* EXCERPT PROVIDED
========
The difference between C here and other languages isn't in the straightforwardness of finding and installing libraries but the difficulty of publishing them. Getting a library into pypy/whatever requires zero effort and there is zero quality control. Getting a library into a distribution is a lot harder and as a result the C libraries there tend to be of a higher quality; but the cost of this is that there are fewer choices.

However, I believe this is a good thing. No serious programmer should be choosing to depend on tiny and marginally maintained libraries that often don't care one wit about breaking their consumers. This can create very serious headaches down the road. Thought and care should be put into every dependency. Just because it's trendy these days to do otherwise, doesn't mean it's a good idea.

Python cryptography, Rust, and Gentoo

Posted Feb 11, 2021 19:31 UTC (Thu) by roc (subscriber, #30627) [Link]

Depending on distro libraries is a nightmare for developers. It creates so many problems.

When I make my software depend on a distro library, I now have to worry about:
-- Adding a step before the build that makes sure the library package is installed, e.g. providing instructions *per-distro* to install it manually, making my software harder to build
-- For distros that don't package the library (or package a version of it that's older than I need), providing instructions to build and install that library manually, making my software even harder to build
-- Making sure my software builds and runs with a range of library versions packaged by different distros and distro versions, potentially packaged in different ways with different directory layouts etc across distros
-- On platforms like Windows, iOS and Android (i.e. where almost all users are), where users cannot or will not build the software themselves and I need to provide binaries, and there definitely will not be a "distro package" I can use, I need to vendor the library myself anyway

Once I vendor the library for Windows/mobile, it's usually easier to just use that for Linux too. This is why big projects like Firefox/Chrome vendor everything.

Example: rr uses Capnproto, BLAKE2 and brotli, but we only depend on Capnproto as an external library; we vendor BLAKE2 and brotli. Even the single Capnproto dependency is horrible to deal with. For example we want to distribute rr binaries that work across distros, which means we want the rr build to support static linking of Canproto, but many distro Capnproto packages don't support static linking.

Python cryptography, Rust, and Gentoo

Posted Feb 11, 2021 20:18 UTC (Thu) by logang (subscriber, #127618) [Link]

Many of these problems already have solutions and haven't really been that big of a deal in the past. autoconf and Cmake have existed for a long time.

It's hard to avoid the issues with Windows/iOS/Android but if you're developing such an application you are probably not using C. Windows has always had a hellish story for libraries.
========
* DATA ROWS
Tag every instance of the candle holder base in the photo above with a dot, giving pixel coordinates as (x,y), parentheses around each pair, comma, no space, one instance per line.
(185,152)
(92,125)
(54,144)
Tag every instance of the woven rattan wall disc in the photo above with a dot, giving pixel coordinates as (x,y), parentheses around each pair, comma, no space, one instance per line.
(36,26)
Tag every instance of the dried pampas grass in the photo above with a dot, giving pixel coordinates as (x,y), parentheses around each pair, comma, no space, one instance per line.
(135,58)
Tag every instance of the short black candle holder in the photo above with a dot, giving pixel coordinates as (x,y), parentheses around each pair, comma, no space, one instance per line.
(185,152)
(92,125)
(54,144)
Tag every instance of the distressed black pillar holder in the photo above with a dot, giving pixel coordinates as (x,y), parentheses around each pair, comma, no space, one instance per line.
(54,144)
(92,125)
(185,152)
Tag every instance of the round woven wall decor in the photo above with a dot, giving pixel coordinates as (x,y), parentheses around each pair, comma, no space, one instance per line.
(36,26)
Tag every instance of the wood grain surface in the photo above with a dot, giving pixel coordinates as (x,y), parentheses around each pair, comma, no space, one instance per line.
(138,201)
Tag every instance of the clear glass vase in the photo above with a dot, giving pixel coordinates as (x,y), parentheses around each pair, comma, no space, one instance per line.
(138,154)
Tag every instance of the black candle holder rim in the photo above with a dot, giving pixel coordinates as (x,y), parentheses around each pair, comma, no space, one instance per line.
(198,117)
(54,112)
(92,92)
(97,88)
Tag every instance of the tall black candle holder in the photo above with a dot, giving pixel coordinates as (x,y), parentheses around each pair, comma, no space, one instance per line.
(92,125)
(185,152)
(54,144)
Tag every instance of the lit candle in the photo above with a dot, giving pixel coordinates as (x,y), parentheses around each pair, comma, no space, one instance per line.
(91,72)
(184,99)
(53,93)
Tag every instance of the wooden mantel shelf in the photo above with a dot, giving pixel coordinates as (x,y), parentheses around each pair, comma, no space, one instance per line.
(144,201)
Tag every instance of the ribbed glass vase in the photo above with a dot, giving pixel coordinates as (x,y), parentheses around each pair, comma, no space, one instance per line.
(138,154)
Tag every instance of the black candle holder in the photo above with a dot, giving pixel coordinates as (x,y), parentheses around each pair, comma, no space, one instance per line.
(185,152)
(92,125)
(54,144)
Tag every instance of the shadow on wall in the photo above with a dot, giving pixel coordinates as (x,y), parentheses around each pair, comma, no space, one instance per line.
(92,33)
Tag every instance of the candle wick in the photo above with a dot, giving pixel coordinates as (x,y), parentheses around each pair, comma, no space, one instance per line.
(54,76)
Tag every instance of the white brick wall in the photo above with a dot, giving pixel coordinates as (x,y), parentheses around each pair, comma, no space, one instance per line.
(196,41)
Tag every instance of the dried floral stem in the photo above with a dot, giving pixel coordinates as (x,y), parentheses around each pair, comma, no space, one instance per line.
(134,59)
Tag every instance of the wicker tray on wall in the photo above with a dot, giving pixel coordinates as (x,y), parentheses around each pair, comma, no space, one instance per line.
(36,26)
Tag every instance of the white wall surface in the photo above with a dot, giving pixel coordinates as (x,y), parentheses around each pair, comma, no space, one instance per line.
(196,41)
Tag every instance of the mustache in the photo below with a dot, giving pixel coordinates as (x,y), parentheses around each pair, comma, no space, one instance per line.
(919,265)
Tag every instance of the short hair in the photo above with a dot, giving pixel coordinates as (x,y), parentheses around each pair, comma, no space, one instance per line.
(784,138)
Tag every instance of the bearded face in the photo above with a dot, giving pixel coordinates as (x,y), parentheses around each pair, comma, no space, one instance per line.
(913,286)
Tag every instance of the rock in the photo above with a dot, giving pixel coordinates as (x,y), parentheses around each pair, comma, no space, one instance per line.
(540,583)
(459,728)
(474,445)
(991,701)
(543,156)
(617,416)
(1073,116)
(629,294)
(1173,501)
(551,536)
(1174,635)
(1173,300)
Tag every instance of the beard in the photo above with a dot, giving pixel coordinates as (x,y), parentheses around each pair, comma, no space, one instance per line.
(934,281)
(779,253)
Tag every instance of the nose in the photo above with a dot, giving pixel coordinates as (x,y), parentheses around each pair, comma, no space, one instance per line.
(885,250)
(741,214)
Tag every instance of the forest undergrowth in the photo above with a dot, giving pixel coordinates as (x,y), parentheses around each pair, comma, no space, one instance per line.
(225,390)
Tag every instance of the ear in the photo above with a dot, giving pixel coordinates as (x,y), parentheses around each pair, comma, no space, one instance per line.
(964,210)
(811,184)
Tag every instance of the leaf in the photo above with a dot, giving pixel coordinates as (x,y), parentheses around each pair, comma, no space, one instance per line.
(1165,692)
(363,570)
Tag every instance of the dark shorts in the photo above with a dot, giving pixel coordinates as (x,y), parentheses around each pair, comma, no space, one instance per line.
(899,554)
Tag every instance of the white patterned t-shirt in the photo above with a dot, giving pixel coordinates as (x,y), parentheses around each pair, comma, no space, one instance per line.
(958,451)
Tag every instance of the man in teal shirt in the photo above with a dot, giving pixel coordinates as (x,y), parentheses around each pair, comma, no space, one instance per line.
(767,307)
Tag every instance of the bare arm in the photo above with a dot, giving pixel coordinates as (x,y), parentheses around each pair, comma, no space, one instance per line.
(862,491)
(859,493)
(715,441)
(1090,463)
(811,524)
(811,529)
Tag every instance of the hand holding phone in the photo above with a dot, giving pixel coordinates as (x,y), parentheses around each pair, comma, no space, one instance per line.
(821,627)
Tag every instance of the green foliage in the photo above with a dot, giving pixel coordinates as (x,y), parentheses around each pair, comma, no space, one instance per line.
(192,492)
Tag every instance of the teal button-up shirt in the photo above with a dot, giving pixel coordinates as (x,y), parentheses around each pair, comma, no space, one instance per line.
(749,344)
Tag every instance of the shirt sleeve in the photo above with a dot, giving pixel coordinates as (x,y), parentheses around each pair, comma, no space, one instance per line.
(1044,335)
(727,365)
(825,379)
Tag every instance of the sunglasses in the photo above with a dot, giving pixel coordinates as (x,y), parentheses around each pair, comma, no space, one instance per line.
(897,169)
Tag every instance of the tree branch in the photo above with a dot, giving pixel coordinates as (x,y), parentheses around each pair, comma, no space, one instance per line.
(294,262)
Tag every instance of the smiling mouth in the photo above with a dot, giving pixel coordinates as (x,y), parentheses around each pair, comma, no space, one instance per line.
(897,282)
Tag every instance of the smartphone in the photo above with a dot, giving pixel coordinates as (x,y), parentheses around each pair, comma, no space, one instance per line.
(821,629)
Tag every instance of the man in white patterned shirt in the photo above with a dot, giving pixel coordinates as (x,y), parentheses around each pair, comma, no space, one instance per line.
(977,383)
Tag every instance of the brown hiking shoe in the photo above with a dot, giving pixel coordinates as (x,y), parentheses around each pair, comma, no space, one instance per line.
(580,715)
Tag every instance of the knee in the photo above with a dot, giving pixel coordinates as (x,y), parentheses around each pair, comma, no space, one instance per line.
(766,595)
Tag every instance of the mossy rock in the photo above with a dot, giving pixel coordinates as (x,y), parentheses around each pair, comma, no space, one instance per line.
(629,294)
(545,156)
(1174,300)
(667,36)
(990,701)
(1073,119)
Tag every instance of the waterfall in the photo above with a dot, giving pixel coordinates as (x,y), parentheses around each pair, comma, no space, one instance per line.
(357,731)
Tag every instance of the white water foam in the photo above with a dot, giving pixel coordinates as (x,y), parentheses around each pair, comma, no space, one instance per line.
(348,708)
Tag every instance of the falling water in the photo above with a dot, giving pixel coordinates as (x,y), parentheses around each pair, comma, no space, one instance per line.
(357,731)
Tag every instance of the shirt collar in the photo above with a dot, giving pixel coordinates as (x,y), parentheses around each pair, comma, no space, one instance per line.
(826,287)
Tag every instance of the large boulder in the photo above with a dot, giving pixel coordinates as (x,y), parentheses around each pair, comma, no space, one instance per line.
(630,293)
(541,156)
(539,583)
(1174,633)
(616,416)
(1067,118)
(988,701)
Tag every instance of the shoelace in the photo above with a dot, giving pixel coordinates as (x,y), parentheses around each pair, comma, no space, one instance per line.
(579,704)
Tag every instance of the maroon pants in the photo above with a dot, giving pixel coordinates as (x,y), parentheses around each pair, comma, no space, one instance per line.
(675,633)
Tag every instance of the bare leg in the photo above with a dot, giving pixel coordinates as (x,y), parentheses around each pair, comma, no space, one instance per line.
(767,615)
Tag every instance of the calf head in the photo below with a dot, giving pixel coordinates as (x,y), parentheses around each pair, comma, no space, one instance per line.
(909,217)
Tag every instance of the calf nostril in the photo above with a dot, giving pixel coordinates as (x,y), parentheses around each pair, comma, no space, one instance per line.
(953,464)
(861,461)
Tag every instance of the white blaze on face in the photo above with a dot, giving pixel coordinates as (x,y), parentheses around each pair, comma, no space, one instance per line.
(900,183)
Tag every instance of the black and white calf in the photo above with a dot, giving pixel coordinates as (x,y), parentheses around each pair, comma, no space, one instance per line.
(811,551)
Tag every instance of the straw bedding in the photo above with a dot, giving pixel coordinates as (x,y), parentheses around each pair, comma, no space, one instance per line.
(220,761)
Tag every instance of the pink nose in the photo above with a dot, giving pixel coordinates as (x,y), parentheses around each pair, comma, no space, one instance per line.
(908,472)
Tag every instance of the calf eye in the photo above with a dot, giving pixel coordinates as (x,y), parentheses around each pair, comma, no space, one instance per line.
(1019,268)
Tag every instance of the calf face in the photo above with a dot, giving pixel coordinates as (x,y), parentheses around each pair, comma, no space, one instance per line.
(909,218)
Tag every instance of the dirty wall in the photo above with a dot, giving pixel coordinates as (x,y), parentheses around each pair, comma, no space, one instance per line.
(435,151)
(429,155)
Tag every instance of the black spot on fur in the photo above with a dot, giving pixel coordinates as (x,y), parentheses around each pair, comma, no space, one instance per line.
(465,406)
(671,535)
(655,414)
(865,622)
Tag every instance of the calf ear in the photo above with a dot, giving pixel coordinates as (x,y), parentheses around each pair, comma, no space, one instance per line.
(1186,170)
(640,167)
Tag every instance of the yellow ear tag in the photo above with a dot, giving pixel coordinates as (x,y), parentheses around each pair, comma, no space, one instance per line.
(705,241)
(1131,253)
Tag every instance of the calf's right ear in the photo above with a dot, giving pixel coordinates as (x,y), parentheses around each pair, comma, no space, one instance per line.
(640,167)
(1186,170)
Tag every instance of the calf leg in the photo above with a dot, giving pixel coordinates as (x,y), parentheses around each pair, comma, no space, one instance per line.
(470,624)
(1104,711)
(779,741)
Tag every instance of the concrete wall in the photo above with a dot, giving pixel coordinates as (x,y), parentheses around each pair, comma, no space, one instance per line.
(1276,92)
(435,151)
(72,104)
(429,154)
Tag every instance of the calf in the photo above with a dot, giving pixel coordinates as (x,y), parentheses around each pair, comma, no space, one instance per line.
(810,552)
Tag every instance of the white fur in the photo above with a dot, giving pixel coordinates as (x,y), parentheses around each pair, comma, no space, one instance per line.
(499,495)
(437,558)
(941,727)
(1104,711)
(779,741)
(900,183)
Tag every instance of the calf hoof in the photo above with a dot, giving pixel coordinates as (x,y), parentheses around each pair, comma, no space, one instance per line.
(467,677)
========
* INSTRUCTIONS
[A] In the forum thread, which two libraries does rr vendor instead of depending on them externally?
[B] Quote the forum thread word for word from "Posted Feb 11, 2021 20:18" to "story for libraries.".
The items are separate from the forum thread and unrelated to it.

* EXPECTED RESULTS
[A] BLAKE2 and brotli.

[B]
Posted Feb 11, 2021 20:18 UTC (Thu) by logang (subscriber, #127618) [Link]

Many of these problems already have solutions and haven't really been that big of a deal in the past. autoconf and Cmake have existed for a long time.

It's hard to avoid the issues with Windows/iOS/Android but if you're developing such an application you are probably not using C. Windows has always had a hellish story for libraries.